• Input records:
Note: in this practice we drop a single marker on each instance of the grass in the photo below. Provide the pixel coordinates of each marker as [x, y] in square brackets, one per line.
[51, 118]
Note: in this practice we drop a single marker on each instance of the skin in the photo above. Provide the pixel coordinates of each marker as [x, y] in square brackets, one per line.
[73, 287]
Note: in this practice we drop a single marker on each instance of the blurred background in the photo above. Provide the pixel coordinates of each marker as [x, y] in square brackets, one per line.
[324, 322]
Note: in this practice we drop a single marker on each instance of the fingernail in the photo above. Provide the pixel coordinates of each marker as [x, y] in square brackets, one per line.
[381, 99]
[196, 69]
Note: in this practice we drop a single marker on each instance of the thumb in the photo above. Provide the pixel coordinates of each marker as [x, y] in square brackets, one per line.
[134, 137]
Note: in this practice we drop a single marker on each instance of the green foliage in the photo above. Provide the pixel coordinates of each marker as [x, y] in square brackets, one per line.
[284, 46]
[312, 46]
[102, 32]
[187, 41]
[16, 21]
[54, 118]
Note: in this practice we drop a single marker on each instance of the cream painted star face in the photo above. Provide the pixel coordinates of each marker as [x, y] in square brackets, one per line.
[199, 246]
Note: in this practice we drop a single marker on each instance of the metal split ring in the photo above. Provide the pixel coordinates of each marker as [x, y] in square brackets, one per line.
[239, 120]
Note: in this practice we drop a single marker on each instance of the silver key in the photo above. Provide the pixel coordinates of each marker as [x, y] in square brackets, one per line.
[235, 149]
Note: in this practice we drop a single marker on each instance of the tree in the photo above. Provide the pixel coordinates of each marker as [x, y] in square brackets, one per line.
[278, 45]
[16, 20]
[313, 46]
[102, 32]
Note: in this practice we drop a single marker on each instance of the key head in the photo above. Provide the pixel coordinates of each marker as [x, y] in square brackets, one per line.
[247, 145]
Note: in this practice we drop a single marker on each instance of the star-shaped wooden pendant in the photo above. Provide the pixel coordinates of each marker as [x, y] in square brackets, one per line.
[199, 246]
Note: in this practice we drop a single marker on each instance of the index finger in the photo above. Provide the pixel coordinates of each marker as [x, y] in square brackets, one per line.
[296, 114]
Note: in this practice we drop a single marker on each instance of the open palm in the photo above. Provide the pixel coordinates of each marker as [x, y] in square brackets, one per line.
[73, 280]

• Problem statement: Repeat each entry word for word.

• Task response:
Note: in this practice we drop a single marker on each instance of the grass in the photo below. Provide the pixel coordinates of each marker as [x, y] in square brackets, one per line.
[51, 118]
Note: in this practice we drop a single marker on each instance of the skin in the photo above. Provide the pixel coordinates of each marker as [x, y] in square brackets, one per line.
[73, 287]
Note: in this practice we drop a single marker on each instance of the blurred background in the photo above. Provide the pixel coordinates of each marker as [x, y] in square brackets, one per line.
[324, 322]
Note: in this practice we drop a single marker on each instance of the fingernail in the photo above. Provide the pixel coordinates of each marker as [x, y] in square brackets, one per line.
[381, 99]
[196, 69]
Note: in this practice we drop a single marker on each instance of the thumb in the photo above. Provide the pixel coordinates of each marker as [x, y] in square brackets, one per line.
[134, 137]
Note: in this practice we drop a single marker on each instance of the green foliage in the photo above. Provide the pixel coordinates of each marker as [x, y] in square brackets, one per line.
[284, 46]
[312, 46]
[102, 32]
[187, 41]
[16, 21]
[54, 118]
Note: in this practice we drop a single marker on each instance of the cream painted star face in the photo above. Provide the pixel coordinates of each marker as [x, y] in square brackets, one per line.
[199, 246]
Note: in this practice we drop a single marker on each instance of the metal split ring in the photo above. Provide the pixel coordinates of each marker as [x, y] in square brackets, one per line.
[239, 120]
Note: in this practice we drop a single marker on each instance of the silver key in the photo above. Provide the pixel coordinates of each marker as [x, y] in square brackets, one per line.
[235, 149]
Note: in this practice we drop a single marker on each instance of the tree in the photo above. Provide the pixel coordinates of each marker as [x, y] in square brackets, one per line.
[278, 45]
[16, 20]
[313, 46]
[102, 32]
Note: in this practice we drop a single marker on each instance of the key head in the photo above. Provide the pixel coordinates of each marker as [x, y] in square brackets, one per line.
[247, 145]
Note: in this practice we drop a single marker on each instance of the star-shaped wooden pendant in the photo above. Provide the pixel coordinates of each marker as [x, y] in square brackets, one per line.
[199, 246]
Note: in this practice we drop a single marker on each instance of the index finger in the photo above. Provide the pixel coordinates of each marker as [x, y] in square brackets, one per line.
[296, 114]
Note: in this practice we drop a single marker on each instance of the open palm in the photo above. Provide the pixel coordinates of each marker as [x, y] in square brackets, one per line.
[73, 280]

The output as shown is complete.